- Task 1:
Echo the passage of the fire interview transcript between "TI: What about" and "help or anything?", inclusive, word for word.

TI: And was she in pain when you did that?

IH: No, didn't say anything.

TI: People are just more shocked.

IH: Maybe kind of numb already. Didn't say anything. But I know I cannot pull up because if I did hand to hand, that's not too long, so I have to...

TI: And can you recall any of the smells during this time?

IH: No smell, nothing. Just already everything... just burning.

TI: What about sounds? What sounds can you remember from this time? Do you remember any...

IH: No, no sound.

TI: So just this...

IH: Just the fire.

TI: Just the fire. So you could just see things.

IH: Because I asked a classmate afterwards, and nobody hear the sound.

TI: No, but even afterwards. Afterwards, as people are leaving, do you just remember what kind of sounds? Was there like any people calling out for help or anything?

IH: Nothing. Just quiet. Just nothing. Just, you can hear the burning sound, house burning. And then the smell, that's the only thing. It's really quiet. No sound, just a dead town.

- Task 2:
Duplicate the records verbatim from the line containing "Thanks for the photo. Could you please mark the shrub" through the end of the records, inclusive.

- Records for this exercise:
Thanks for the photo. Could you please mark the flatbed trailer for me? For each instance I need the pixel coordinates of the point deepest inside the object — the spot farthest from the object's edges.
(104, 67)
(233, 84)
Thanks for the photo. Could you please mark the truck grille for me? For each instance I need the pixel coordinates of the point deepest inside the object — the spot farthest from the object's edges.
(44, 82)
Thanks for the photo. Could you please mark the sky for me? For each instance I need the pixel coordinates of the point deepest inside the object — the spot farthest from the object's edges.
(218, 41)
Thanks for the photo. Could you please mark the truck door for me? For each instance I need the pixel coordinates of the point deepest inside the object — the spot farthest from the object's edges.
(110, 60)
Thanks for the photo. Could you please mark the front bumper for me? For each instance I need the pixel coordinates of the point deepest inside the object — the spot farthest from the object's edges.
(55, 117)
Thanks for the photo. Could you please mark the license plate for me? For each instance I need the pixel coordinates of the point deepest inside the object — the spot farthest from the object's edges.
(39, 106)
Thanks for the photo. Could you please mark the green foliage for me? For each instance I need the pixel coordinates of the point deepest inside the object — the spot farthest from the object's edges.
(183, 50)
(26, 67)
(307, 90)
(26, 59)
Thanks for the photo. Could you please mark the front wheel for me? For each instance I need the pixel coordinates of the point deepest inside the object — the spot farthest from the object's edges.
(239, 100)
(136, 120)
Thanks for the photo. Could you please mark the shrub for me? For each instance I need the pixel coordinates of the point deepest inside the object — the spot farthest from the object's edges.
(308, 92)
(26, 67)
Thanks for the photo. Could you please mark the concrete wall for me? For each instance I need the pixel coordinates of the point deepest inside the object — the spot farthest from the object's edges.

- Written reply 1:
TI: What about sounds? What sounds can you remember from this time? Do you remember any...

IH: No, no sound.

TI: So just this...

IH: Just the fire.

TI: Just the fire. So you could just see things.

IH: Because I asked a classmate afterwards, and nobody hear the sound.

TI: No, but even afterwards. Afterwards, as people are leaving, do you just remember what kind of sounds? Was there like any people calling out for help or anything?

- Written reply 2:
Thanks for the photo. Could you please mark the shrub for me? For each instance I need the pixel coordinates of the point deepest inside the object — the spot farthest from the object's edges.
(308, 92)
(26, 67)
Thanks for the photo. Could you please mark the concrete wall for me? For each instance I need the pixel coordinates of the point deepest inside the object — the spot farthest from the object's edges.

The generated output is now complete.